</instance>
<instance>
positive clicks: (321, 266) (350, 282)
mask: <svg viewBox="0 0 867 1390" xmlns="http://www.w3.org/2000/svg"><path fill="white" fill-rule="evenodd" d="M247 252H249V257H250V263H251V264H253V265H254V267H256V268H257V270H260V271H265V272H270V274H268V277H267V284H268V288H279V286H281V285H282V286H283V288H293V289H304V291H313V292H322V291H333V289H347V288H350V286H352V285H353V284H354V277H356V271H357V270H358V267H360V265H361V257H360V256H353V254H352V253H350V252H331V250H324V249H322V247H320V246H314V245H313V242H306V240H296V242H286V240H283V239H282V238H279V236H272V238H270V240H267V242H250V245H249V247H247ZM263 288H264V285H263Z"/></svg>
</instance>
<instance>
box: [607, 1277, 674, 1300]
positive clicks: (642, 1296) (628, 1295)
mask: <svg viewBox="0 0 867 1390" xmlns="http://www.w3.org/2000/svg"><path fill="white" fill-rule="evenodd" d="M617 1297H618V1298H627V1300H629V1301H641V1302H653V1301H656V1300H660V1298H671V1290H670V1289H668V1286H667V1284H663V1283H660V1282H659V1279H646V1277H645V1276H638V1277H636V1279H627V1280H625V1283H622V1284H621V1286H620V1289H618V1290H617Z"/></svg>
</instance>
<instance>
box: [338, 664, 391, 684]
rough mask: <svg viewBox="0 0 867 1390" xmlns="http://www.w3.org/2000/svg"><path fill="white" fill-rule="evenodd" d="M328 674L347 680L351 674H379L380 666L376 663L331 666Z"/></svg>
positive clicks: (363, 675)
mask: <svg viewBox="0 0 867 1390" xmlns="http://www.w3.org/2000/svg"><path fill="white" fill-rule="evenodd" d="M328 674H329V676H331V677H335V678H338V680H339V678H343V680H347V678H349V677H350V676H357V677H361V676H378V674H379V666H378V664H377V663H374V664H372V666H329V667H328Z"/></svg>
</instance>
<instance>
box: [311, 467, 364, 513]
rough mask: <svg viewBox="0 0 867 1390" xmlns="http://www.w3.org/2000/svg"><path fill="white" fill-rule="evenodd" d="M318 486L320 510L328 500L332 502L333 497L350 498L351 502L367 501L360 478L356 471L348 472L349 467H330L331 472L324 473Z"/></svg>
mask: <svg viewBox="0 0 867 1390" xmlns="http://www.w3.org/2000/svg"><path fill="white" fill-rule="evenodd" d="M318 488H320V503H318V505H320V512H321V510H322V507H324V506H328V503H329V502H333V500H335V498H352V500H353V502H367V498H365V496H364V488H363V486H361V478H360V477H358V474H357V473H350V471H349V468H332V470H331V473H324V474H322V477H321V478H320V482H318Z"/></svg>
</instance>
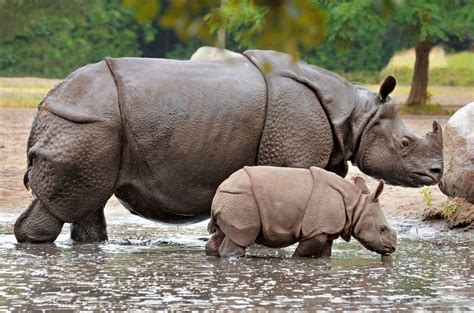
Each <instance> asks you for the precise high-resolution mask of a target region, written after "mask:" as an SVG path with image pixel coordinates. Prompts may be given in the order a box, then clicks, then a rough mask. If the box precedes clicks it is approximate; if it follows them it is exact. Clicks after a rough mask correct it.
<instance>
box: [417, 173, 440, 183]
mask: <svg viewBox="0 0 474 313" xmlns="http://www.w3.org/2000/svg"><path fill="white" fill-rule="evenodd" d="M413 174H414V175H415V177H416V179H417V180H418V181H420V182H421V183H422V184H423V185H434V184H436V183H437V182H438V179H437V178H436V177H435V176H434V175H433V174H429V173H426V172H413ZM421 183H420V185H421Z"/></svg>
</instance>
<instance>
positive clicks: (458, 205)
mask: <svg viewBox="0 0 474 313" xmlns="http://www.w3.org/2000/svg"><path fill="white" fill-rule="evenodd" d="M458 210H459V204H458V203H457V202H456V201H454V200H449V201H446V202H445V203H444V204H443V207H442V208H441V214H442V215H443V217H444V218H448V217H451V216H453V215H454V214H456V212H457V211H458Z"/></svg>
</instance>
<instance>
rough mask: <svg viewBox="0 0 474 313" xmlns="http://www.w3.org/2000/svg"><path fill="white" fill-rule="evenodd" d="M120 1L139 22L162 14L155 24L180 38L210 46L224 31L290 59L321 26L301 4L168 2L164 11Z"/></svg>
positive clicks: (310, 43) (317, 6)
mask: <svg viewBox="0 0 474 313" xmlns="http://www.w3.org/2000/svg"><path fill="white" fill-rule="evenodd" d="M150 2H154V5H153V6H151V5H150ZM124 3H125V5H126V6H128V7H130V8H133V9H134V10H135V11H136V13H137V16H138V18H139V19H140V20H142V21H144V20H151V19H152V18H153V16H155V15H158V13H160V12H161V11H163V12H162V14H159V16H158V21H159V23H160V25H161V26H163V27H169V28H173V29H174V30H175V31H176V33H177V34H178V35H179V36H180V38H181V39H183V40H188V39H189V38H198V39H200V40H202V41H203V42H205V43H207V44H209V45H213V44H215V41H216V40H215V36H214V35H215V34H216V33H217V32H218V31H219V30H221V29H225V30H227V31H229V32H230V33H231V34H232V35H231V36H232V37H233V38H234V39H235V40H238V41H239V42H240V43H241V44H243V45H246V46H254V47H256V48H264V49H275V50H281V51H286V52H288V53H290V54H292V55H294V56H296V55H297V54H298V51H300V50H301V49H309V48H311V47H313V46H314V45H316V44H317V43H319V42H320V41H322V39H323V34H324V28H325V15H324V13H323V11H322V10H321V9H320V8H319V7H318V6H316V5H314V4H313V3H312V2H311V1H307V0H293V1H273V0H253V1H250V0H244V1H239V0H224V1H220V0H200V1H190V0H188V1H183V0H170V1H169V6H168V8H164V6H163V5H162V3H161V2H160V1H158V0H154V1H144V0H124ZM144 7H146V8H144Z"/></svg>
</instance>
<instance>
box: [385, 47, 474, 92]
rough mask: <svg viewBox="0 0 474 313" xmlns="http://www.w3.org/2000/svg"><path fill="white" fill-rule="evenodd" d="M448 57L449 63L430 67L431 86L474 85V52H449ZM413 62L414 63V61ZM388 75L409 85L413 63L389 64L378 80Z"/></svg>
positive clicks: (386, 67) (429, 69)
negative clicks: (397, 64)
mask: <svg viewBox="0 0 474 313" xmlns="http://www.w3.org/2000/svg"><path fill="white" fill-rule="evenodd" d="M432 54H433V53H432ZM446 59H447V64H445V65H437V66H436V67H433V68H430V69H429V71H428V74H429V81H430V85H431V86H466V87H467V86H474V52H468V51H465V52H462V53H456V54H448V55H447V56H446ZM400 61H403V60H400ZM403 62H405V61H403ZM412 62H413V63H414V61H412ZM445 62H446V61H445ZM405 63H407V62H405ZM430 64H431V62H430ZM435 65H436V64H435ZM387 75H393V76H394V77H396V78H397V82H398V83H400V84H406V85H409V84H410V83H411V80H412V78H413V65H412V66H411V67H410V66H400V65H389V66H388V67H386V68H385V69H383V70H382V71H381V72H380V75H379V78H378V80H381V79H383V78H384V77H386V76H387Z"/></svg>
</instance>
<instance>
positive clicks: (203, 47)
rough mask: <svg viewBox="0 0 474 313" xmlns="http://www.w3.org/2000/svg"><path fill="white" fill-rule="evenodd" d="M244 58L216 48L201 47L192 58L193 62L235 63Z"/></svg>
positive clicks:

┄┄┄┄┄┄┄┄┄┄

**ACTIVITY:** Can you copy out, character for character, every line of the items from the line holding "negative clicks: (397, 64)" through the last line of the items, both included?

**TASK RESULT:**
negative clicks: (397, 64)
mask: <svg viewBox="0 0 474 313" xmlns="http://www.w3.org/2000/svg"><path fill="white" fill-rule="evenodd" d="M432 54H433V53H432ZM446 59H447V64H445V65H437V66H436V67H433V68H430V69H429V71H428V74H429V81H430V85H431V86H466V87H467V86H474V52H468V51H465V52H462V53H456V54H448V55H447V56H446ZM400 61H403V60H400ZM403 62H405V61H403ZM412 62H413V63H414V61H412ZM445 62H446V61H445ZM405 63H407V62H405ZM430 64H431V62H430ZM435 65H436V64H435ZM387 75H393V76H394V77H396V78H397V82H398V83H400V84H406V85H409V84H410V83H411V80H412V78H413V65H412V66H411V67H410V66H400V65H389V66H388V67H386V68H385V69H383V70H382V71H381V72H380V75H379V78H378V80H381V79H383V78H384V77H386V76H387Z"/></svg>
</instance>
<instance>
positive clicks: (203, 47)
rough mask: <svg viewBox="0 0 474 313" xmlns="http://www.w3.org/2000/svg"><path fill="white" fill-rule="evenodd" d="M244 58L216 48L201 47L192 58L193 62L235 63Z"/></svg>
positive clicks:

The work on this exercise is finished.